§ **What to produce**
Please render this sentence from the press release in Spanish: "Cabutti has also used photography to invert layers of reality."

Argentine Arcadia
Sept 13 - Oct 6, 2007
Artwork
by Marcela Cabutti & Monica Millan
MARCELA
CABUTTI | MÓNICA
MILLÁN
PRESS RELEASE
Spanierman Modern is pleased to announce the opening
on September 13, 2007 of Argentine Arcadia, an exhibition
and sale of new works by the Argentinean artists Marcela
Cabutti and Mónica
Millán. Concerned with the notion that the work
of art consists of a coalescence of the viewer’s own
perception with the object, both artists—showing in
New York for the first time—create multi-leveled works
in a variety of media that explore the nature of experience.
Marcela Cabutti, who was born in La Plata, the capital city
of the Buenos Aires Province in Argentina, and currently lives
in Buenos Aires produces an art of fantasy and magical transformation
that can be associated with Surrealism. However, her pieces
are more specifically connected with the rich Argentinean
literary tradition of Jorge Luis Borges, Julio Cortázar,
Silvina Ocampo, Manuel Puig, and Ernesto Sábato, whose
writings Cabutti has passionately absorbed, along with that
of the Uruguayan writer Marosa di Giorgio and the Japanese
writers Tanizaki and Kawabata. As in the short stories of
Borges and Cortázar, shifting points of view and a
metaphysical sense of time and place are essential aspects
of Cabutti’s work. For the artist, a challenge has been
to capture the narrative moment and the varying perspectives
of literature in visual form. Making us see with a child’s
sense of innocence and magic, her works are multi-layered,
with naïveté often overlaid with a self-conscious
awareness, while sometimes it is the other way around. Indeed,
usually there are several levels of recognition and experience
in her art.
A flower of epoxy and resin is blue and large, evoking the
surprise of a child discovering it in a garden, yet the flower
also seems over-mechanized and perhaps too blue, as if to
remind us that a garden itself consists of controlled and
transformed nature. Her landscapes, enclosed within glowing
, boxes, have an antediluvian look, like mountains and lakes
in a formative stage, yet that a landscape could be boxed,
and that a small box could represent a larger world, is recognized
by the way that Cabutti has “gift-wrapped” these
forms. There is a metaphor in the way that these simply made
watery landscapes have been set within complex constructions,
wired electrically. Even the volcano within a box is less
complicated than its outer packaging.
Cabutti has also used photography to invert layers of reality.
Epoxy and resin cacti stand against photographs of these sculptures.
While the images seem larger in scale than their source, they
are no less real than the epoxy creations—made to seem
perhaps more diminutive than they would without this juxtaposition.
For other works, Cabutti has made silver-colored epoxy leaves
and hung them on a real tree, which she then photographs.
In her final images, the epoxy leaves are hung onto the photographs
including images of them. A group of nine painted blue women
add further to Cabutti’s plays on reality. All the women
have the same bodies, reflecting submissiveness, yet their
differently sprouting-plant heads convey their inner spiritedness;
although evoking the garden in a child’s imagination
coming to life at night, an adult awareness and sense of irony
preside among these succulent creatures.

§ **Information shown**
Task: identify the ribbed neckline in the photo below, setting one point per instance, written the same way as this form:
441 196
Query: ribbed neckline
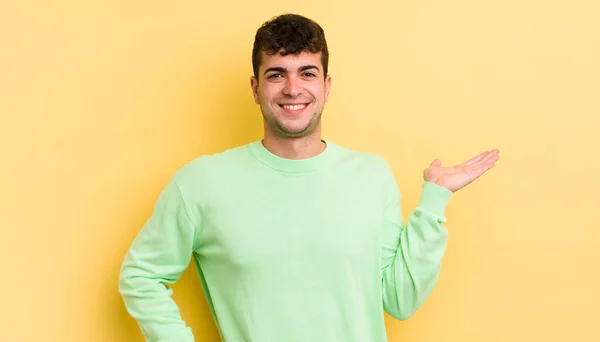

§ **Task answer**
Cabutti también ha utilizado la fotografía para invertir capas de la realidad.